The request -
Copy each line below without leaving any out.

Given data -
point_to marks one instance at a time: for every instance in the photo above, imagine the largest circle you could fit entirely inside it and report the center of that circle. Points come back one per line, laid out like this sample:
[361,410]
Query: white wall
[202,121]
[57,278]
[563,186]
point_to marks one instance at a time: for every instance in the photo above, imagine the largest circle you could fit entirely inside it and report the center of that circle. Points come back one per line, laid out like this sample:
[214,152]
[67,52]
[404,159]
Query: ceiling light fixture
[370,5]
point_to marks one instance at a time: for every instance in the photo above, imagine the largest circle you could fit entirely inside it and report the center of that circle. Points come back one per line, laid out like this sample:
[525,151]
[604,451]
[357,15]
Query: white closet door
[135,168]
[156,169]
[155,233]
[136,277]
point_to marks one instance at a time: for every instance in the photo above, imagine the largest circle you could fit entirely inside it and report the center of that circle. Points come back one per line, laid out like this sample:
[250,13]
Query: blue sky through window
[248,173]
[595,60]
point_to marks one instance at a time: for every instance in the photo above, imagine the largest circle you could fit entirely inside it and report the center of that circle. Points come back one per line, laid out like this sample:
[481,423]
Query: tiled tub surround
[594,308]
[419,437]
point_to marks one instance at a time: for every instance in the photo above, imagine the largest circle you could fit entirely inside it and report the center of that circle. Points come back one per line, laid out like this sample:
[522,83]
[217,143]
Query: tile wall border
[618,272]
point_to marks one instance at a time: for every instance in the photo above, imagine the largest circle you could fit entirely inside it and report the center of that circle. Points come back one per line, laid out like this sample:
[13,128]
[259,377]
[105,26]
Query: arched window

Full output -
point_to marks one instance at a time: for every instance in the photo above, imagine the largest circle you could fit entirely inside it and report the center of that circle. Points come back one per line, laid out like this sample:
[361,410]
Query: white wall
[202,121]
[57,278]
[563,186]
point_to marks one instance at a time: for every instance in the photo above, imagine the largest circle you could fit entirely inside it and report the center of that circle. Points come back one per line, laid out like this sample:
[214,152]
[67,52]
[404,159]
Query: ceiling light fixture
[370,5]
point_to marks one instance at a time: for every instance in the photo above, imagine the largest circle you could fit entirely inside it and report the center of that circle. Points come back one per line, laid out like this sample:
[525,151]
[604,451]
[357,15]
Query: white closet door
[135,168]
[156,169]
[155,233]
[136,277]
point_to marks one instance at a time: for every instance in the photo above, imagine the largest circle you could fit entirely inside it and report the center of that circle. Points come back one per line, laid out like this sample:
[250,13]
Query: blue sky through window
[248,173]
[595,60]
point_to marks one instance at a time: for every instance in the photo above, imagine the largest circle you could fit entirely inside it and report the center of that circle. Points come back one per line, laid out like this sample:
[481,423]
Query: tiled tub surround
[594,308]
[419,437]
point_to marks one instance at a time: for every instance in the photo above, imagine the largest circle you could fit entirely inside it and report the center of that circle. Points come back one per line, laid out like this sample:
[522,83]
[217,143]
Query: tile wall border
[618,272]
point_to marks one instance at a time: for every instance in the photo above, imagine the largest circle you could fit entirely inside it and report the center of that circle. Points come back one per line, laid out like this sample:
[13,128]
[259,377]
[105,26]
Query: arched window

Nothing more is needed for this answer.